--- start DATA SUPPLIED ---

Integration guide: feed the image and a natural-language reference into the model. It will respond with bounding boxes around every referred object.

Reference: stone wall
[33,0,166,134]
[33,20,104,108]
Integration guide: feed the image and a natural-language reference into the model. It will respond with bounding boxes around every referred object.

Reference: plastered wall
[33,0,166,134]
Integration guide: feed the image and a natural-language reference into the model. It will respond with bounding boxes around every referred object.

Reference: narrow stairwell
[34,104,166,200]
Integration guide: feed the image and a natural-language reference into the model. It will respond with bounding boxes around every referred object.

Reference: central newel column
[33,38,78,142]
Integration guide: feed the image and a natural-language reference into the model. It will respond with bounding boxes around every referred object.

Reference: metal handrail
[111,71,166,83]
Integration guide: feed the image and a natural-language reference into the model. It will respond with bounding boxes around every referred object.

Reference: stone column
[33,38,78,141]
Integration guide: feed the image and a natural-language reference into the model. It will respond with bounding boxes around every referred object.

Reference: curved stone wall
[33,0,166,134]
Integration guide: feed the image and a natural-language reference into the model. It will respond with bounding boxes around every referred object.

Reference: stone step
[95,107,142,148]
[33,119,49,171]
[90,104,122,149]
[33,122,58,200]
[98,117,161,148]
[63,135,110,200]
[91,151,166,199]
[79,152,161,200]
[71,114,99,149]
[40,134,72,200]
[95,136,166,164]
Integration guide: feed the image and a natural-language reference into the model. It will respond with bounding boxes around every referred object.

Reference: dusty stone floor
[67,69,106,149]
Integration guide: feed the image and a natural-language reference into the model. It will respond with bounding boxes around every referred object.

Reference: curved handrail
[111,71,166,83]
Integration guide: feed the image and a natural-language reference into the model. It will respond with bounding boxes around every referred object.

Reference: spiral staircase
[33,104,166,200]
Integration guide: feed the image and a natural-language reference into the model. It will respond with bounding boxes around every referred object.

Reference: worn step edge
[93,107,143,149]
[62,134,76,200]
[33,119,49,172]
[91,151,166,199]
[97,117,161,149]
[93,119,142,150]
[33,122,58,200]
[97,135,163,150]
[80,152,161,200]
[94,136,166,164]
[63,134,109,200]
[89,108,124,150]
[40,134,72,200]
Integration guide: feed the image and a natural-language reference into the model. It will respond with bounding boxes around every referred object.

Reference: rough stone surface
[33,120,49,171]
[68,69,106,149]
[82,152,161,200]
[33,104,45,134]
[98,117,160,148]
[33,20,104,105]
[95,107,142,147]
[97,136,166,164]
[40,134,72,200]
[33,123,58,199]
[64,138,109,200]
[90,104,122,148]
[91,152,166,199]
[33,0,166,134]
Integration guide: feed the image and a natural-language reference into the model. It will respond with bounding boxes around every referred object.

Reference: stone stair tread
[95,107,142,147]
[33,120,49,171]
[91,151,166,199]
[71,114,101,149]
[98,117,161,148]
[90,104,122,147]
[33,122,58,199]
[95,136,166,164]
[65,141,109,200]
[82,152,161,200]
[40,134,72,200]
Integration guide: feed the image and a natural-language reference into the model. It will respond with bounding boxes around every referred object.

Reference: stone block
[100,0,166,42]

--- end DATA SUPPLIED ---

WHAT THE TASK ASKS = Count the lines of the records that contain the string "column", matching case exactly. Give only the number.

EXPECTED OUTPUT = 2